Requirements:
Answer these questions using the passage about Carl Fredricksen below:
(a) What kind of scout is Russell?
(b) Besides flat tires, what did Carl and Ellie spend their Paradise Falls fund on?
(c) What was the badge Ellie made for Carl when they were children made from?
Start of Passage given
For you see, Carl Fredricksen had just such a dream. He and his beloved wife, Ellie, planned one day to visit Paradise Falls, a mysterious locale in South America filled with cliffs and waterfalls and adventure. When they were children, Carl promised they would go there, cementing the deal with a somber crosscut motion over his heart. Throughout their marriage, the promise of Paradise danced in front of them.

But life kept intruding. They’d raid their Paradise Falls fund for flat tires, for home repairs, for all manner of everyday hiccups. Their hair turned gray, then white, and when Carl finally bought their tickets to Paradise, Ellie was too sick to go. Then … she was gone, leaving Carl with a houseful of memories, a heart full of grief and two plane tickets he’ll never use.

But a promise is a promise, and Carl had crossed his heart. So he loads his house with helium balloons and rips its thousands of pounds of wood and metal and carpet right off its foundation, floating out of the city and into adventure. He has just one destination in mind—Paradise Falls, and he’ll slice through the air until he reaches its hallowed—

Knock, knock.

Until he reaches its hallowed—

Knock, knock, knock.

Carl walks to the door and finds a boy named Russell, a Wilderness Scout with a sash full of merit badges and a brain full of chatter, cowering on his swaying porch.

“Hello, Mr. Fredricksen,” the boy says, clinging to the siding for dear life. “Please let me in.”

“No,” Carl says. And he slams the door.

But then he opens it again.

So begins a new sort of dream for Carl, though he doesn’t know it yet. He still thinks he’s saving his snowman—his dream, his promise, his adventure, his treasure. But what he’s about to find out is that while there’s no denying that snowmen are cool and all, what’s really important is underneath—the lush circle of spring grass left behind. Green. Growing. Living.

Positive Elements

Carl’s a grouchy old coot, but we love him anyway. We can’t help it, really. He clearly adored his wife from the minute they met to the moment she was taken from him and far, far beyond. He takes the trip for her, and he continues to talk with her throughout the film. Carl preserves her memory in every way he can—even wearing a badge (a grape soda bottle cap with a pin stuck through it) that Ellie made for him when they were children.

And the fact that he holds true to a 70-year-old promise is, frankly, incredibly inspiring.

But while his devotion is laudable, how Carl carries it out violates Ellie’s free-spirited essence. Carl’s house is brushed in shades of mausoleum gray—a stark contrast to the brilliant balloons lifting it aloft—a suggestion that Carl’s not really living, but holding stagnant in a state of constant preservation.
End of Passage given
Start of Data entries
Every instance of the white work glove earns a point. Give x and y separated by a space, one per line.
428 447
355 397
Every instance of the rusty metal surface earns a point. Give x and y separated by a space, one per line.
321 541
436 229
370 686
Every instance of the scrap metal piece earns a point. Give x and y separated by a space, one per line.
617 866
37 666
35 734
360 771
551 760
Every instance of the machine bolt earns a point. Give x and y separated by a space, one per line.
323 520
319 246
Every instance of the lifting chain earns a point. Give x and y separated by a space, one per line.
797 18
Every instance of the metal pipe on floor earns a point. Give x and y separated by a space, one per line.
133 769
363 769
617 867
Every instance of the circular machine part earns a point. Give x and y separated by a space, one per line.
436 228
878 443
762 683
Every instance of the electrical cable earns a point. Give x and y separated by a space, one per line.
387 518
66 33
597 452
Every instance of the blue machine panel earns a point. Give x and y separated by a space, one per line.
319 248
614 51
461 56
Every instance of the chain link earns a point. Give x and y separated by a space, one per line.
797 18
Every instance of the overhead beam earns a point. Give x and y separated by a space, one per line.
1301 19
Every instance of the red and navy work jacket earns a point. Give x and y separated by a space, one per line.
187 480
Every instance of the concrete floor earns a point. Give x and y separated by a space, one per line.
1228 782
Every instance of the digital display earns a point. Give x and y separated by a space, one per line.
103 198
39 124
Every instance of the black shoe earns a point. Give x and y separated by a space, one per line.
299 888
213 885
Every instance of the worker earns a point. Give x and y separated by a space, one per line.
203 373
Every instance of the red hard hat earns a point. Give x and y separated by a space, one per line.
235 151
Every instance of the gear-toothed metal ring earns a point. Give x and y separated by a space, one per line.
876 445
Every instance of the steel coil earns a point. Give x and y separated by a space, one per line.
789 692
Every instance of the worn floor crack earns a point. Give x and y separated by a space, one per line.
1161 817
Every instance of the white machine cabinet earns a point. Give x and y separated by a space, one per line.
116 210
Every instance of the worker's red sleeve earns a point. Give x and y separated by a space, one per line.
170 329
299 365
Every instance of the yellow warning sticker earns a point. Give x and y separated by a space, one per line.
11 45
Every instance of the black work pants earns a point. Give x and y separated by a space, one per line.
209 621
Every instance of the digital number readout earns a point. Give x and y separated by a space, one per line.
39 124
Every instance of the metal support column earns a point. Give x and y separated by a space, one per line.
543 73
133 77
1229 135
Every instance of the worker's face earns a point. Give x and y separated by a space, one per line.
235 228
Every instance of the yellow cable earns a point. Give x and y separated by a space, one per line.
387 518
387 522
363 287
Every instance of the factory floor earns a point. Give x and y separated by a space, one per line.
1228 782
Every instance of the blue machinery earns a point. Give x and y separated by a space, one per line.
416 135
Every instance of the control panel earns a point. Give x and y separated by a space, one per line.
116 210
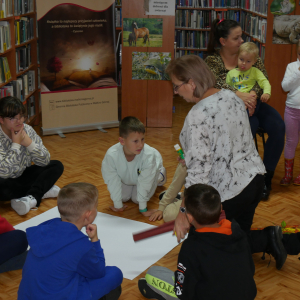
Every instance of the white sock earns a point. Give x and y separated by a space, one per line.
33 202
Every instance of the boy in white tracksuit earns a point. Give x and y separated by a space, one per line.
132 169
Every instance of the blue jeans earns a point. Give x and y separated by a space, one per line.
268 118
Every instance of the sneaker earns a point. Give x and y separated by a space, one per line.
23 205
52 193
147 292
162 194
275 245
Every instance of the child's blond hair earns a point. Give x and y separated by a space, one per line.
76 198
249 48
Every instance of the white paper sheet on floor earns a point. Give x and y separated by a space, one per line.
120 250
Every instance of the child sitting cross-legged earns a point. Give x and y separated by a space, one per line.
132 169
215 260
64 263
22 183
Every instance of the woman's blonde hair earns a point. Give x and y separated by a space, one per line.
192 67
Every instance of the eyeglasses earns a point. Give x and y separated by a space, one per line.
177 87
15 120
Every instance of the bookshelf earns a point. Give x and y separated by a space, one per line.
149 100
18 61
118 24
194 17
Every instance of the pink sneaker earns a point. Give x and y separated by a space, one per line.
23 205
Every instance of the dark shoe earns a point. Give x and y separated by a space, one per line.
113 295
275 246
266 193
147 292
162 194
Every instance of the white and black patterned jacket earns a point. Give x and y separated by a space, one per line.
14 158
218 145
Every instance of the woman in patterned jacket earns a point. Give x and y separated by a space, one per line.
219 151
227 34
24 184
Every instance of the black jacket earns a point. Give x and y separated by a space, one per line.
214 266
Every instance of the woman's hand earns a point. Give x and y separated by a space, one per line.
118 209
157 215
180 160
265 97
181 226
248 98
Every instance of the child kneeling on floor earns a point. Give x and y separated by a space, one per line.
64 263
132 169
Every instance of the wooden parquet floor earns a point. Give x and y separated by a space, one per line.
82 154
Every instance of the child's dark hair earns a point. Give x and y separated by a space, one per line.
203 202
10 107
219 29
130 124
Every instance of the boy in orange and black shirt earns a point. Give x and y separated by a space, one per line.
215 260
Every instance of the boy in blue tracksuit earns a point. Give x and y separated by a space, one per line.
64 263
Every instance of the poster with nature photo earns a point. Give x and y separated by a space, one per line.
150 65
286 29
282 7
140 32
76 48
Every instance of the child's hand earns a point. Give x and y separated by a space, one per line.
251 111
149 212
91 231
157 215
118 209
253 93
265 97
21 137
180 160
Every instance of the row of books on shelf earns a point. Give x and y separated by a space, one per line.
End of Data entries
Answer to this exercise:
(a) A Wilderness Scout.
(b) Home repairs and all manner of everyday hiccups.
(c) A grape soda bottle cap with a pin stuck through it.